"Premonition," the latest Sandra Bullock film this side of "Miss Congeniality 2," bills itself as a psychological thriller where "Reality is only a nightmare away." However, the only true reality is that the audience is stuck living in a confused meandering nightmare, which endures for nearly two hours.
The film centers on the seemingly happy married lives of Linda and Jim Hanson. When the couple first moved into their 1920s storybook home, they were crazy in love. But many years and two kids later, they've settled into a groove that has virtually replaced any trace of romance with pink lunchboxes and soccer mom SUVs. They go through the motions of their lives showing little connection to one another — he spends long hours at work and jets off on business trips, while she stays at home to dust, do the laundry and take care of their young daughters. And so the days pass on.
That is until one day when Linda's typical routine is interrupted by a police officer who informs her that her husband has been involved in a fatal car accident. From there, the day plays on as it would in any grief-stricken home. Linda must break the news to her children, her mother comes to help console the family, and she remembers happier times in a white-filtered montage and falls into a sullen sleep.
Fade to white.
She wakes again to find her husband still alive and casually eating breakfast in the kitchen. Naturally, her emotions are thrown off-kilter. Was this all just a dream, a premonition of sorts? It all seemed so real, and the rest of her daily events played out as they had in her "dream."
Fade to white. Repeat.

(STATED TASK 1)
Rewrite the part of the rows that opens with the first row and closes with the line containing "point(33, 24)", replacing "bird eye" with "bird beak" and keeping everything else the same.
These rows are unrelated to the film review.

(RAW DATA)
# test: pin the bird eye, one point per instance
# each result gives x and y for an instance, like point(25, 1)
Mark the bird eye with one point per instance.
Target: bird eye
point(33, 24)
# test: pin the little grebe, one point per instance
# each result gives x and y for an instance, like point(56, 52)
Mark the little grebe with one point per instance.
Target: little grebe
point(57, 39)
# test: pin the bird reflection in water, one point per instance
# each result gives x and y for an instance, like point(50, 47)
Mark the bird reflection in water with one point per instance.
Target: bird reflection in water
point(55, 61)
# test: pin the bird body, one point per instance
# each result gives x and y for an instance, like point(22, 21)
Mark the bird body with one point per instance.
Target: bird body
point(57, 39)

(STATED TASK 2)
Write the next part of the review of the film "Premonition," picking up after its final sentence.

(FINAL RESULT 1)
# test: pin the bird beak, one point per instance
# each result gives x and y for an instance, like point(25, 1)
Mark the bird beak with one point per instance.
Target: bird beak
point(33, 24)

(FINAL RESULT 2)
And so goes the major plot points of "Premonition." Each time Linda wakes, she uncovers new details to help in preventing her husband's death, encounters faces who should be familiar but aren't or just plain rises on the crazy side of the bed — leading to lithium prescriptions and eventual psychiatric evaluation, complete with injections.
The film is so completely and utterly scatterbrained that it's hard to keep track of the major events and their supposed order — even the leading lady picks up a trusty Crayola marker at one point and doodles her own timeline in an effort to grasp some logical flow. The will to be everything at once — but succeeding in few of its endeavors — adds to the film's list of misfortunes.
Its attempt at the psychologically thrilling translates to adding hair-raising music to increase suspense. But here's a tip: The whole violins and screeching strings soundtrack doesn't boost a film's shock factor when added to mundane scenes where people are munching on a bowl of Special K, or (gasp!) taking the linens off a clothesline. When the whole thriller bit is played out, the film also dabbles in some religious themes, as Linda visits a random priest for spiritual guidance and he tells her to fight for what is most important in her life.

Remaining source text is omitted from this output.